THE PROBLEM: Pick up the opinion piece on adult-run universities that appears below, ahead of the material, and keep writing it from its final sentence.

Adult-Run Universities

Ben Sasse, President of the University of Florida, had an opinion piece in Friday’s Wall Street Journal that is, in the main, spot on. The thrust of his article was that, with adults in charge of our colleges and universities, and with those adults holding misbehaving students responsible for their behavior, actual idea-centric debate and education can occur.

The thrust of Sasse’s complete remarks are spot on, but I do have a couple of disagreements.

Pro-Hamas agitators have fought police, barricaded themselves in university buildings, shut down classes, forced commencement cancellations, and physically impeded Jewish students from attending lectures.

Pro-Hamas terrorist-supporting agitators have…. The seeming redundancy is necessary to clarify who and what these…persons…are.

Second, these terrorist supporters and the student populations who have consciously decided to go along with the agitation have not shut down any classes or forced any commencement cancelations. The cowardice of college and university management teams and of far too many “professors” has done that with their craven decisions.

It’s also the cowardice of those teams and “professors” that has facilitated those terrorist-supporting agitators’ and their student accomplices’ clashes with police, building occupations, and obstruction of Jewish and all other students’ attempts to attend the classes and lectures for which they’re paying more than a few pretty pennies.

A Coward’s Copout

In a Wall Street Journal article centered on the Los Angeles police response to the disruptions and outright riot on the UCLA campus, there was this bit of attempted deflection:

Some universities and officials have blamed outsiders for coming to schools to escalate the protests.

This is a coward’s copout. It’s true enough that some outsiders are involved and fomenting some of the agitation. However, the students are voluntarily choosing to be agitated and choosing, on their own initiative, to participate in the pro-terrorist support, the antisemitic bigotry, the vandalism, the explicit threats of violence that are at the core of the disruptions.

The presence of outsiders in no way absolves these students of their participation in these…disruptions…and in no way mitigates their responsibility for their choices and actions.

A Statement of Responsibility…and of Consequences

‘Way back in 1969, the University of Notre Dame’s then-President Father Ted Hesburgh had this to say about the consequences of student disruptions [emphasis in the original]:

Now comes my duty of stating, clearly and unequivocally, what happens if…. Anyone or any group that substitutes force for rational persuasion, be it violent or non-violent, will be given fifteen minutes of meditation to cease and desist…. If they do not within that time period cease and desist, they will be asked for their identity cards. Those who produce these will be suspended from this community as not understanding what this community is. Those who do not have or will not produce identity cards will be assumed not to be members of the community and will be charged with trespassing and disturbing the peace on private property and treated accordingly by the law.
After notification of suspension, or trespass in the case of non-community members, if there is not within five minutes a movement to cease and desist, students will be notified of expulsion from this community and the law will deal with them as non-students.
There seems to be a current myth that university members are not responsible to the law, and that somehow the law is the enemy, particularly those whom society has constituted to uphold and enforce the law. I would like to insist here that all of us are responsible to the duly constituted laws of this University community and to all of the laws of the land. There is no other guarantee of civilization versus the jungle or mob rule, here or elsewhere.

It must be noted that Hesburgh’s consequences are just as applicable to today’s crop of school professors who participate in such disruptions.

RECORD SET:
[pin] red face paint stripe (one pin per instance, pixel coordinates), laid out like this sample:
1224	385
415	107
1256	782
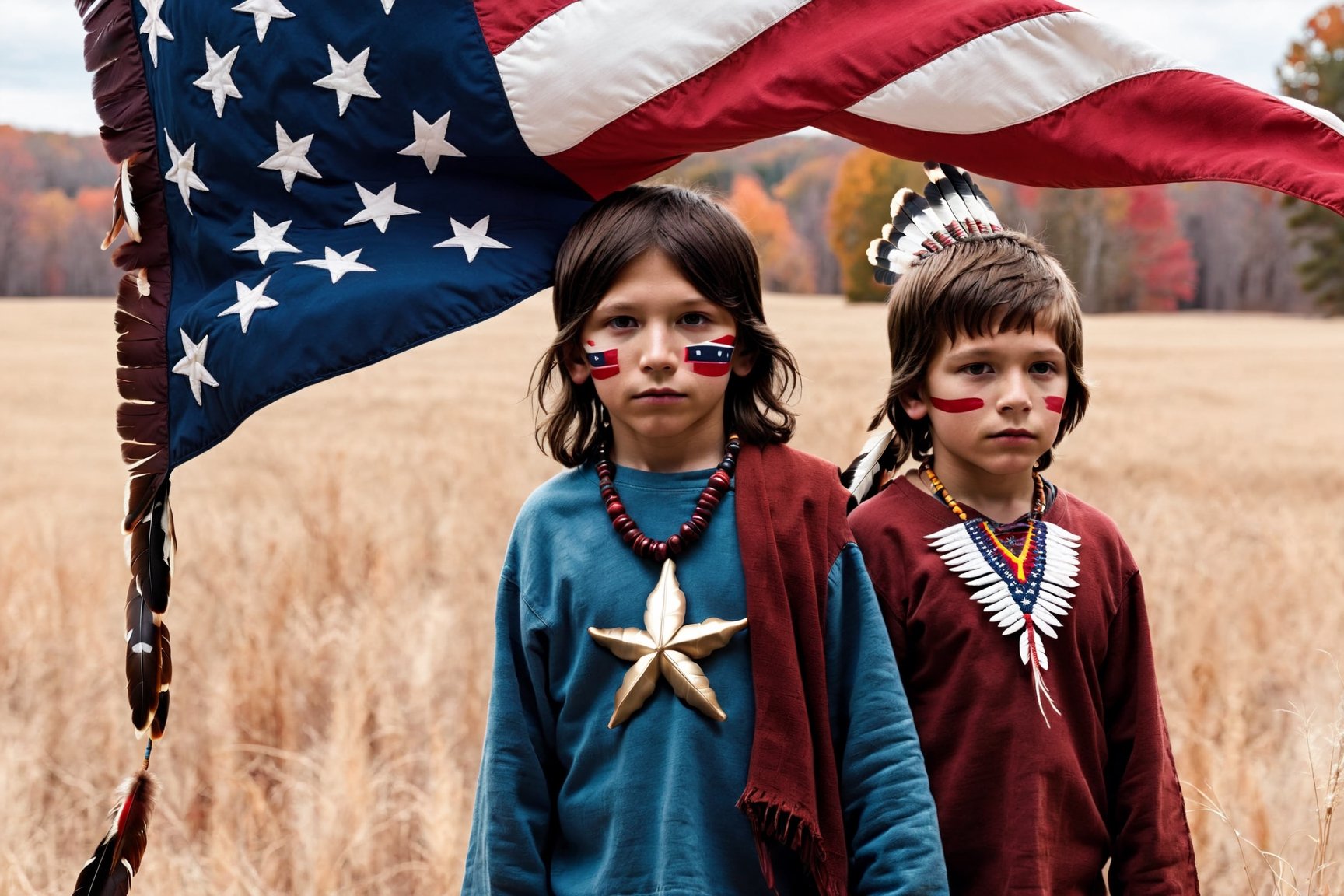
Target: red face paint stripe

ANSWER FOR THIS EXERCISE:
It’s too bad that today’s school administrators lack Father Hesburgh’s clarity and moral courage in executing the duties attached to school administration.

Shared Responsibility

A wide range of colleges and universities are suffering millions of dollars in damages done their facilities by pro-Hamas, pro-terrorist gangs masquerading themselves as pro-Palestinians in their destructive and antisemitic disruptions [link in the original].

California State Polytechnic University, Humboldt, closed down its campus on Saturday “due to ongoing occupation of Siemens Hall and Nelson Hall, as well as continued challenges with individuals breaking laws in the area surrounding the buildings and the quad,” the northern California public university said. Classes were moved online and students who live on campus are allowed to remain in their residence halls and in dining facilities, but they are not allowed on any other parts of campus.
Students at Cal Poly Humboldt appear to have renamed one of the occupied buildings “Intifada Hall.” That building is littered with trash and debris, while the walls are covered with graffiti in support of Palestinians in Gaza, video shows.

And

“Free Palestine” and “Palestine” were graffitied on two buildings at the University of Portland, a private Catholic school in Oregon that is not facing a student occupation. Campus Safety and Emergency Management Director Michael McNerney told The Beacon, a student newspaper, that the clean-up cost is estimated to be in the thousands.

And

Protest encampments have sprung up at more than three dozen private and public schools across the United States since Columbia University students in New York City began a “Gaza Solidarity Encampment” earlier this month.

It’s true enough that the schools’ pupils and no small number of interlopers are the ones proximately doing the vandalism.

However, the schools’ management teams bear at least equal responsibility for these costs—which will, most assuredly, be passed along to students, future students, and their families in increased tuition and fees charged. Those management teams, through their tacit condoning of these disruptions and attendant vandalism, through their outright cowardice in not confronting these disrupters and vandals, or both, allow and encourage the damages being done.

Those same teams could have prevented the vast bulk of these damages and costs had they confronted the disrupters at the start, permanently expelling the pupils involved and having arrested the pupils and interlopers doing the vandalism and bringing them to trial. Those teams—or better, their replacements—could prevent further damage by immediately permanently expelling the pupils involved and having arrested the pupils and interlopers doing the vandalism and bringing them to trial.

Responsibilities

The subheadline illustrates the misunderstanding of where responsibility lies.

School officials reap what their politically monoculture faculties have sown.

The WSJ‘s editors then went on about how those thinking antisemitic bigotry are exaggerating are mistaken, pointing out in their examples the rampant antisemitic bigotry on college campuses.

Antisemitism has too often been tolerated within Near Eastern Studies departments. On October 8, 2023, Columbia professor Joseph Massad praised the “awesome” scenes of the October 7 massacre “witnessed by millions of jubilant Arabs.” In 2018 Columbia professor Hamid Dabashi posted on Twitter (now X) that “Every dirty treacherous ugly and pernicious act happening in the world” could soon be traced to “the ugly name of Israel.”

Then they wrote,

The liberal elites who run these institutions seem to lack the moral self-confidence to stand up to these student bullies. College presidents have to take charge, restore order and protect Jewish students, or the trustees should fire them and find someone who will.

But that’s closing the chicken coop after the weasels have moved in and taken over. Monocultural faculties have not created the schools’ problems, including the schools’ systemic (to coin a word) antisemitic bigotry. Schools’ management teams have created their environment of bigotry by allowing—perhaps even encouraging—from the start the creation of their faculties as monocultural, and bigoted.

It’s long past time those management teams were fired for cause, and the bigots on those faculties also fired for cause. Bigotry should not be allowed to survive contracts or tenure.